▶ **Excerpted passage**:
>>
Continuing the analogy, Sheen suggested that the only solution was for the original composer to invite musicians to join a new orchestra and perform a new symphony—the symphony of our redemption by the Divine composer, conducted by Jesus Christ.
There is something to be said for this analogy. The harmonic ambience of human life is unalterably changed for everybody as sin irretrievably works its way through space and time, unceasing in its discordant effects. With all we now know (or think we know) about human psychology, we are certainly aware of how much damage can be done in children by the sins and shortcomings of their parents, or in spouses by the sins of their mates. The same is true for employers and employees, teachers and students, among friends, and even in our neglect (whether deliberate or not) of those everywhere who need our help.
Nowadays, of course, we are more prone to blame the sins of others that have somehow warped us (as they often do), without recognizing the disorder in our own being which is not actually generated but merely exacerbated by the negative influence of others—and which too easily reaches the boiling point. But the introduction of the “false note” into the “symphony” is still a fine analogy, as long as we recognize (as Sheen himself stated) that it is a fine analogy only up to the point at which it breaks down.
<<
▶ **Raw records**:
>>
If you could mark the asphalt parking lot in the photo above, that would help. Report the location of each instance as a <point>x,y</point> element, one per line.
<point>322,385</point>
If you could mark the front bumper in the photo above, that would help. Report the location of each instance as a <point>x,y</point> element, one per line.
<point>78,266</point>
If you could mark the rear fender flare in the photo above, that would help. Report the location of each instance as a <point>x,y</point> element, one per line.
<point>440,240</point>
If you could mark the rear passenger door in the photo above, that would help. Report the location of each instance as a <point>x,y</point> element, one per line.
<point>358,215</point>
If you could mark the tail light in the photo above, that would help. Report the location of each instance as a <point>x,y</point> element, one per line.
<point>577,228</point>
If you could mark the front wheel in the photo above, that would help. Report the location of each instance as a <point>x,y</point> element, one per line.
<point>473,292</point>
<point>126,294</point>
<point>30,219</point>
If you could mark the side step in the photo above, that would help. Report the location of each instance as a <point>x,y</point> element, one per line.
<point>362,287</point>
<<
▶ **Exercise directions**:
Transcribe the passage on Sheen's symphony analogy, starting at "Continuing the analogy, Sheen" and ending at "need our help.".

▶ **Output of the task**:
Continuing the analogy, Sheen suggested that the only solution was for the original composer to invite musicians to join a new orchestra and perform a new symphony—the symphony of our redemption by the Divine composer, conducted by Jesus Christ.
There is something to be said for this analogy. The harmonic ambience of human life is unalterably changed for everybody as sin irretrievably works its way through space and time, unceasing in its discordant effects. With all we now know (or think we know) about human psychology, we are certainly aware of how much damage can be done in children by the sins and shortcomings of their parents, or in spouses by the sins of their mates. The same is true for employers and employees, teachers and students, among friends, and even in our neglect (whether deliberate or not) of those everywhere who need our help.